Re: [OMPI users] Memory allocation error when linking with MPI libraries

2010-08-08 Thread Nicolas Deladerriere
Yes, I'am using 24G machine on 64 bit Linux OS.
If I compile without wrapper, I did not get any problems.

It seems that when I am linking with openmpi, my program use a kind of
openmpi implemented malloc. Is it possible to switch it off in order ot only
use malloc from libc ?

Nicolas

2010/8/8 Terry Frankcombe 

> You're trying to do a 6GB allocate.  Can your underlying system handle
> that?  IF you compile without the wrapper, does it work?
>
> I see your executable is using the OMPI memory stuff.  IIRC there are
> switches to turn that off.
>
>
> On Fri, 2010-08-06 at 15:05 +0200, Nicolas Deladerriere wrote:
> > Hello,
> >
> > I'am having an sigsegv error when using simple program compiled and
> > link with openmpi.
> > I have reproduce the problem using really simple fortran code. It
> > actually does not even use MPI, but just link with mpi shared
> > libraries. (problem does not appear when I do not link with mpi
> > libraries)
> >% cat allocate.F90
> >program test
> >implicit none
> >integer, dimension(:), allocatable :: z
> >integer(kind=8) :: l
> >
> >write(*,*) "l ?"
> >read(*,*) l
> >
> >ALLOCATE(z(l))
> >z(1) = 111
> >z(l) = 222
> >DEALLOCATE(z)
> >
> >end program test
> >
> > I am using openmpi 1.4.2 and gfortran for my tests. Here is the
> > compilation :
> >
> >% ./openmpi-1.4.2/build/bin/mpif90 --showme -g -o testallocate
> > allocate.F90
> >gfortran -g -o testallocate allocate.F90
> > -I/s0/scr1/TOMOT_19311_HAL_/openmpi-1.4.2/build/include -pthread
> > -I/s0/scr1/TOMOT_19311_HAL_/openmpi-1.4.2/build/lib
> > -L/s0/scr1/TOMOT_19311_HAL_/openmpi-1.4.2/build/lib -lmpi_f90
> > -lmpi_f77 -lmpi -lopen-rte -lopen-pal -ldl -Wl,--export-dynamic -lnsl
> > -lutil -lm -ldl -pthread
> >
> > When I am running that test with different length, I sometimes get a
> > "Segmentation fault" error. Here are two examples using two specific
> > values, but error happens for many other values of length (I did not
> > manage to find which values of lenght gives that error)
________
* Aim A
Return, without any changes, the part of the rows that opens with the line containing "Locate the wooden" and closes with the final row, including both ends.
The forum thread above and the rows that come next have no connection to each other.

* Records for processing
________
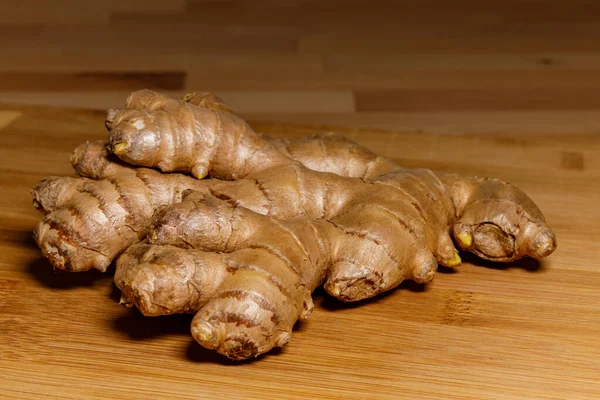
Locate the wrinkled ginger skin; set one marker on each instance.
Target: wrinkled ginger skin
(88, 223)
(181, 137)
(245, 252)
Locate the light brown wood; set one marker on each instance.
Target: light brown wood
(460, 66)
(528, 330)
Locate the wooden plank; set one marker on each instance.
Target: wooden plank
(91, 81)
(524, 331)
________
* Aim B
In the forum thread on the Open MPI memory allocation error, why does Nicolas ask whether the Open MPI malloc can be switched off?

* Problem solution A
Locate the wooden plank; set one marker on each instance.
Target: wooden plank
(91, 81)
(524, 331)

* Problem solution B
He gets no problems when he compiles without the wrapper, and it seems to him that linking with Open MPI makes his program use a malloc implemented by Open MPI. He wants to switch that off so the program uses only the malloc from libc.